== GIVEN PASSAGE
Spearman's correlations between inflammatory markers and physical performance are shown in Table 2. CRP, IL-6, and IL-1RA were highly correlated with the summary physical performance score (r = −.162, r = −.251, and r = −.127, respectively) and with each single test. Significant correlations were also found for CRP and IL-6 with hand-grip strength (r = −.081 and r = −.089, respectively).
Regression coefficients for the association of inflammatory markers with summary performance score and hand-grip strength (adjusted for sociodemographic variables alone and then for sociodemographic variables, comorbidity, biological markers, and medication use) are shown in Table 3. High levels of IL-6 and IL-1RA were associated with a lower physical performance score ( p <.001 and p =.004, respectively). Stratification of the analyses according to specific summary performance score components (walking speed, chair-stand, and balance tests) produced similar results. No significant gender interaction was found in the relationships of inflammatory markers with summary performance score.
Significant associations between higher levels of CRP ( p <.001) and IL-6 ( p <.001) were also found for lower hand-grip strength. Significant gender interactions for hand-grip strength were found for CRP ( p =.014) and IL-6 ( p <.001). Stratified analyses for gender showed that men were more likely to decrease their hand-grip strength at increasing levels of CRP (men: β −1.697, SE 0.471, p <.001; women: β −0.446, SE 0.277, p =.108) and IL-6 (men: β −2.030, SE 0.466, p <.001; women: β −0.646, SE 0.323, p =.046) than women.
====
== ENTRIES SUPPLIED
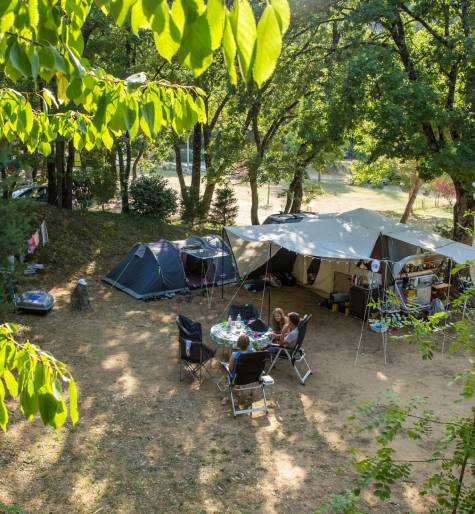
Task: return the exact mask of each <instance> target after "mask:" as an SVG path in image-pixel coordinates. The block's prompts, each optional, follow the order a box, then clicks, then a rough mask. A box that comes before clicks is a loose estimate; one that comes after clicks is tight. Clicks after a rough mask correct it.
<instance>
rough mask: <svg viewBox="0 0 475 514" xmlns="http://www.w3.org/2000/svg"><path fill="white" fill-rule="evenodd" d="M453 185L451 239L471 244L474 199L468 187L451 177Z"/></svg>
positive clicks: (473, 213)
mask: <svg viewBox="0 0 475 514" xmlns="http://www.w3.org/2000/svg"><path fill="white" fill-rule="evenodd" d="M452 181H453V183H454V186H455V198H456V201H455V205H454V231H453V239H454V240H455V241H460V242H461V243H465V244H468V245H472V244H473V230H474V216H473V215H474V212H475V199H474V198H473V193H472V192H471V191H470V190H469V187H467V185H466V184H465V183H463V182H462V181H461V180H459V179H457V178H453V177H452Z"/></svg>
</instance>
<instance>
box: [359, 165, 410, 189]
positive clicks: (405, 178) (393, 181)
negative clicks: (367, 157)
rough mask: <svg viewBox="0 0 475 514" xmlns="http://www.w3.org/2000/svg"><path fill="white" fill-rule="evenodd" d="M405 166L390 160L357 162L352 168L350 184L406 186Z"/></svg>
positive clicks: (405, 175) (407, 176) (405, 172)
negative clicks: (352, 167)
mask: <svg viewBox="0 0 475 514" xmlns="http://www.w3.org/2000/svg"><path fill="white" fill-rule="evenodd" d="M406 168H407V165H404V164H401V163H398V162H397V161H394V160H390V159H378V160H377V161H375V162H371V163H366V162H361V161H359V162H357V163H356V164H355V166H354V168H353V173H352V176H351V179H350V184H351V185H353V186H364V185H371V186H374V187H382V186H385V185H386V186H387V185H400V184H401V183H404V186H406V187H407V186H408V184H407V181H408V177H409V173H408V171H409V170H408V169H406Z"/></svg>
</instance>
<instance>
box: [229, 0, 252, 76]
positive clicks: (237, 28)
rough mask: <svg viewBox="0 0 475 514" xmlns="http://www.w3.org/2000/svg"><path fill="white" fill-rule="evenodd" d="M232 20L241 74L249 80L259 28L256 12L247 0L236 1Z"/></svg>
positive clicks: (232, 26) (240, 0)
mask: <svg viewBox="0 0 475 514" xmlns="http://www.w3.org/2000/svg"><path fill="white" fill-rule="evenodd" d="M230 21H231V26H232V28H233V33H234V39H235V40H236V46H237V55H238V61H239V68H240V70H241V75H242V76H243V78H244V80H245V81H248V80H249V79H250V77H251V70H252V62H253V60H254V54H255V49H256V38H257V28H256V20H255V19H254V13H253V12H252V9H251V6H250V5H249V2H248V1H247V0H240V1H236V2H235V3H234V9H233V11H232V13H231V17H230Z"/></svg>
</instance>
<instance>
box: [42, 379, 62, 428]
mask: <svg viewBox="0 0 475 514" xmlns="http://www.w3.org/2000/svg"><path fill="white" fill-rule="evenodd" d="M58 404H59V402H58V400H56V398H55V397H54V395H53V393H51V392H50V391H49V390H48V388H47V387H46V386H43V387H41V389H40V390H39V393H38V406H39V409H40V415H41V420H42V421H43V424H44V425H51V426H53V420H54V417H55V415H56V409H57V408H58Z"/></svg>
====
PROBLEM -
Name every inflammatory marker mentioned in the passage on inflammatory markers and physical performance.

FINAL ANSWER -
CRP, IL-6, IL-1RA